Outline records for named regions
==========
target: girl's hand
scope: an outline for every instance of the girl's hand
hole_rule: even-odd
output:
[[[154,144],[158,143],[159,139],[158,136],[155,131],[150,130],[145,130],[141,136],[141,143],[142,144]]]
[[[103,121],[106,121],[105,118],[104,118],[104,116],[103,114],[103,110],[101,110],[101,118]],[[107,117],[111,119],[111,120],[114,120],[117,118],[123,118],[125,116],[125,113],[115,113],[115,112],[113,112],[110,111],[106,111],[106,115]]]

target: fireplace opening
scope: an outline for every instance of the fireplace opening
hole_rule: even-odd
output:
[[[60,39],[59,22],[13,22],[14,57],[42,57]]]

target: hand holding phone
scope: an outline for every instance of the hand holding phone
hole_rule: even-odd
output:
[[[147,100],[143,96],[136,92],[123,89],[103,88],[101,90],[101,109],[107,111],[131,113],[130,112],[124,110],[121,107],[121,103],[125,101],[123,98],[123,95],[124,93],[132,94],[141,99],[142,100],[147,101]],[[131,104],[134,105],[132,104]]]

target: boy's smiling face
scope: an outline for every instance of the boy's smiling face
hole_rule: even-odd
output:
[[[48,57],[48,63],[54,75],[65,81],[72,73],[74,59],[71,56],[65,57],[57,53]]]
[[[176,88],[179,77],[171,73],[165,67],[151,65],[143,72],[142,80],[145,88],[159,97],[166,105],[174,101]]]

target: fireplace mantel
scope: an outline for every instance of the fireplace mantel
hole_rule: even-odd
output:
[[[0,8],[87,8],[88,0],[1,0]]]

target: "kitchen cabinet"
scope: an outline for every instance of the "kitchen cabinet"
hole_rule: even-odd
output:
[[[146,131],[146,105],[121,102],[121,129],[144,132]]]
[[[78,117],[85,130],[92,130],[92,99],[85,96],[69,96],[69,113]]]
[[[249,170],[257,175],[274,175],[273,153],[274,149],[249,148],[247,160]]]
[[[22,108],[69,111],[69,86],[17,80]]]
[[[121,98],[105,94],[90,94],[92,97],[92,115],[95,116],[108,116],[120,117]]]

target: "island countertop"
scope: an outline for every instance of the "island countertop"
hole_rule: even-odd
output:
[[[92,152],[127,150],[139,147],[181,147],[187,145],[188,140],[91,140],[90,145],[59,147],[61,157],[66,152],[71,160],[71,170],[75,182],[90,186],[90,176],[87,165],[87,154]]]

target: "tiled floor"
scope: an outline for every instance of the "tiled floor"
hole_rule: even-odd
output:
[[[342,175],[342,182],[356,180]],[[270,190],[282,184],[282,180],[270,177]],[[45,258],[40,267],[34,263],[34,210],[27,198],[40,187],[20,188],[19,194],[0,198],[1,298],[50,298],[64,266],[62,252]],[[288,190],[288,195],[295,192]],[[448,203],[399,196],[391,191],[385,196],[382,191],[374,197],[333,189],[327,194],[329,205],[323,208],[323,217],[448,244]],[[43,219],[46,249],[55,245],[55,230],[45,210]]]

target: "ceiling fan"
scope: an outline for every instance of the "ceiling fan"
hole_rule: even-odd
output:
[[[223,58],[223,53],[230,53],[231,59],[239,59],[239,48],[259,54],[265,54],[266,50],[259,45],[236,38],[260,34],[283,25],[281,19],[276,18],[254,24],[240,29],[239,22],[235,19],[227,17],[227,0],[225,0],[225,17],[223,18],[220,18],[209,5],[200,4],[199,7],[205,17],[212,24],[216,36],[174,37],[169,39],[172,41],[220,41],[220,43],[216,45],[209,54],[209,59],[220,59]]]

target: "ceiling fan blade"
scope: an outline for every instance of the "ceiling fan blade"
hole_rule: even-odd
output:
==========
▸ **Work to complete**:
Rewrite the material above, changing every "even-odd" to "nonzero" and leaving everything else as it is.

▸ **Written response**:
target: girl's hand
scope: an outline for every instance of the girl's hand
hole_rule: nonzero
output:
[[[154,144],[158,143],[159,139],[158,136],[155,131],[150,130],[145,130],[141,136],[141,143],[142,144]]]
[[[103,121],[106,121],[105,118],[104,118],[104,116],[103,114],[103,110],[101,110],[101,118]],[[107,117],[111,119],[111,120],[114,120],[117,118],[123,118],[125,116],[125,113],[115,113],[115,112],[113,112],[110,111],[106,111],[106,115]]]

target: fireplace opening
scope: an outline for every instance of the fireplace opening
hole_rule: nonzero
output:
[[[60,39],[59,22],[13,22],[14,57],[42,57]]]

target: hand holding phone
scope: an outline for every instance of the hand holding phone
hole_rule: nonzero
output:
[[[147,100],[143,96],[136,92],[123,89],[103,88],[101,90],[101,109],[107,111],[131,113],[130,112],[124,110],[121,107],[121,103],[125,101],[123,98],[123,95],[124,93],[132,94],[141,99],[142,100],[147,101]],[[131,104],[134,105],[132,104]]]

target: boy's smiling face
scope: an outline for every instance of the boy's smiling face
hole_rule: nonzero
output:
[[[48,57],[48,63],[54,75],[65,81],[72,73],[74,59],[71,56],[65,57],[57,53]]]
[[[176,88],[179,77],[171,73],[165,67],[151,65],[143,72],[142,80],[145,88],[159,97],[166,105],[174,101]]]

target: fireplace mantel
scope: an outline for every instance of the fireplace mantel
hole_rule: nonzero
output:
[[[0,8],[87,8],[88,0],[1,0]]]

target: "kitchen cabinet"
scope: an outline for every instance of the "kitchen cabinet"
hole_rule: nonzero
output:
[[[146,131],[146,105],[121,102],[121,129],[144,132]]]
[[[78,117],[85,130],[92,130],[92,99],[85,96],[69,96],[69,113]]]
[[[249,170],[257,175],[274,175],[273,153],[274,149],[249,148],[247,160]]]
[[[22,108],[69,111],[69,86],[17,80]]]
[[[121,98],[105,94],[90,94],[92,97],[92,115],[95,116],[108,116],[120,117]]]

target: "island countertop"
scope: an outline for every instance of the "island countertop"
hole_rule: nonzero
output:
[[[92,152],[127,150],[139,147],[181,147],[187,145],[188,140],[91,140],[90,145],[59,147],[61,157],[66,152],[71,160],[71,170],[75,182],[90,186],[90,176],[87,165],[87,154]]]

target: "tiled floor"
scope: an outline for every instance of the "tiled floor"
hole_rule: nonzero
output:
[[[342,175],[342,182],[356,180]],[[270,190],[282,184],[282,180],[270,177]],[[45,258],[40,267],[34,263],[34,210],[27,198],[40,187],[20,188],[19,194],[0,198],[1,298],[50,298],[64,266],[62,252]],[[288,190],[288,195],[295,192]],[[448,203],[399,196],[391,191],[385,196],[382,191],[374,197],[333,189],[327,194],[329,205],[323,208],[323,217],[448,244]],[[43,219],[46,249],[55,245],[55,230],[45,210]]]

target: "ceiling fan"
scope: an outline for every instance of the "ceiling fan"
hole_rule: nonzero
output:
[[[223,58],[223,53],[230,53],[231,59],[239,59],[239,48],[259,54],[265,54],[266,50],[259,45],[236,38],[260,34],[283,25],[281,19],[276,18],[254,24],[240,29],[239,22],[235,19],[227,17],[227,0],[225,0],[225,17],[223,18],[220,18],[209,5],[200,4],[199,7],[205,17],[212,24],[216,36],[174,37],[169,39],[172,41],[220,41],[220,43],[216,45],[209,54],[209,59],[220,59]]]

target: "ceiling fan blade"
scope: an outline for every instance of the "ceiling fan blade"
hole_rule: nonzero
output:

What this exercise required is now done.